+++ Leestekst +++

2. Mr. J.J. Beerens, advocaat te ’s-Hertogenbosch, heeft cassatie ingesteld. Een advocaat heeft zich in cassatie niet gesteld. Middelen van cassatie zijn niet ter griffie ontvangen.
3. Ambtshalve vraag ik eerste de aandacht voor de wijze waarop is gehandeld met de mededeling van de rechtsdag in cassatie. Omdat verdachte volgens een GBA-overzicht met ingang van 26 november 2002 naar Turkije is vertrokken is de mededeling van de rechtsdag in cassatie als gewone brief verzonden naar het van verdachte in Turkije bekend geworden adres. Art. 436 lid 2 Sv stelt niet de eis dat de mededeling van de rechtsdag wordt betekend. Naar Nederlands recht volstaat dus een toezending over de post (art. 585 lid 1 Sv). De vraag is of zo een wijze van mededelen zich verdraagt met art. 7 van het Europees verdrag betreffende de wederzijdse rechtshulp in strafzaken (Trb. 1965, 10). Die bepaling heeft de volgende inhoud:
1. The requested Party shall effect service of writs and records of judicial verdicts which are transmitted to it for this purpose by the requesting Party.
Service may be effected by simple transmission of the writ or record to the person to be served. If the requesting Party expressly so requests, service shall be effected by the requested Party in the manner provided for the service of analogous documents under its own law or in a special manner consistent with such law.
2. Proof of service shall be given by means of a receipt dated and signed by the person served or by means of declaration made by the requested Party that service has been effected and stating the form and date of such service. One of other of these documents shall be sent immediately to the requesting Party. The requested Party shall, if the requesting Party so requests, state whether service has been effected in accordance with the law of the requested Party. If service cannot be effected, the reasons shall be communicated immediately by the requested Party to the requesting Party.

+++ Getoond materiaal +++

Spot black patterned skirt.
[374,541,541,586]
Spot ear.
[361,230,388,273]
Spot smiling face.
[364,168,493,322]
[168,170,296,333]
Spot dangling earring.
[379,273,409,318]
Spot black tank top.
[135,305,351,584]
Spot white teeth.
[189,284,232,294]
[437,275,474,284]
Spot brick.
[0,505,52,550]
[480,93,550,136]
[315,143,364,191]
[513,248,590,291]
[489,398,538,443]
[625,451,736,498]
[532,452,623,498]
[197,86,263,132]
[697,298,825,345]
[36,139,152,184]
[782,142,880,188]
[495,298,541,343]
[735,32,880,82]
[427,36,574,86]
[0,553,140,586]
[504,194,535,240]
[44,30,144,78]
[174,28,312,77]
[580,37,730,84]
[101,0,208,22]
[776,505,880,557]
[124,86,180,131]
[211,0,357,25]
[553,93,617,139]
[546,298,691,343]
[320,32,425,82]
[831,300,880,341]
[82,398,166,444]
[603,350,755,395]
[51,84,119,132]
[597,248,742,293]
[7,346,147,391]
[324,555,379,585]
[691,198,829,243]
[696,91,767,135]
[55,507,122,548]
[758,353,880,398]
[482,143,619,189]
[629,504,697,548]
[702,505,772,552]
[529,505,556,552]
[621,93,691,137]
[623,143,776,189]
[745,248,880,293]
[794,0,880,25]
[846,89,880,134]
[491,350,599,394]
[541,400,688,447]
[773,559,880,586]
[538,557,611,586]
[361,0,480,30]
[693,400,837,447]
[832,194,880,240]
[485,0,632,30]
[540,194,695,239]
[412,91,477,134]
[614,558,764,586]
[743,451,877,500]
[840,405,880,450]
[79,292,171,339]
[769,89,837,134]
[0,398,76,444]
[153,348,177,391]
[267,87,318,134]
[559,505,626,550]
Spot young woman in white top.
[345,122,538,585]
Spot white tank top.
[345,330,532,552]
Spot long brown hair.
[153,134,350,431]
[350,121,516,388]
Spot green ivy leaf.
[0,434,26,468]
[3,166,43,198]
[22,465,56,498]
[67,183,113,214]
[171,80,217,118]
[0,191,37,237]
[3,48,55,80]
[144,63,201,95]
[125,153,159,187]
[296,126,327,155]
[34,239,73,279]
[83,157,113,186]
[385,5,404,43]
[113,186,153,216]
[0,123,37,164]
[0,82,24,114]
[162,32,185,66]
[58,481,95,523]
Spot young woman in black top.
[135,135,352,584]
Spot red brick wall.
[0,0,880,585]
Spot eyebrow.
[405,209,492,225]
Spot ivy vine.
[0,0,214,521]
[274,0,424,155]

+++

**Verplichte opdrachten**
1. Neem uit de leestekst letterlijk het gedeelte over dat opent met de woorden "2. Proof of" en sluit met "Party to the requesting Party.".
2. Herschrijf de alinea in de leestekst die begint met "3. Ambtshalve vraag ik" als een beknopte opsomming waarin de belangrijkste feiten behouden blijven.

**Uitwerkingen**
1.
2. Proof of service shall be given by means of a receipt dated and signed by the person served or by means of declaration made by the requested Party that service has been effected and stating the form and date of such service. One of other of these documents shall be sent immediately to the requesting Party. The requested Party shall, if the requesting Party so requests, state whether service has been effected in accordance with the law of the requested Party. If service cannot be effected, the reasons shall be communicated immediately by the requested Party to the requesting Party.

2.
- Ambtshalve wordt aandacht gevraagd voor de manier waarop de rechtsdag in cassatie is meegedeeld.
- Volgens een GBA-overzicht is de verdachte met ingang van 26 november 2002 naar Turkije vertrokken.
- Daarom is de mededeling als gewone brief verzonden naar het bekend geworden adres van de verdachte in Turkije.
- Art. 436 lid 2 Sv eist niet dat de mededeling wordt betekend. Naar Nederlands recht volstaat toezending per post (art. 585 lid 1 Sv).
- De vraag is of deze wijze van mededelen verenigbaar is met art. 7 van het Europees verdrag betreffende de wederzijdse rechtshulp in strafzaken (Trb. 1965, 10).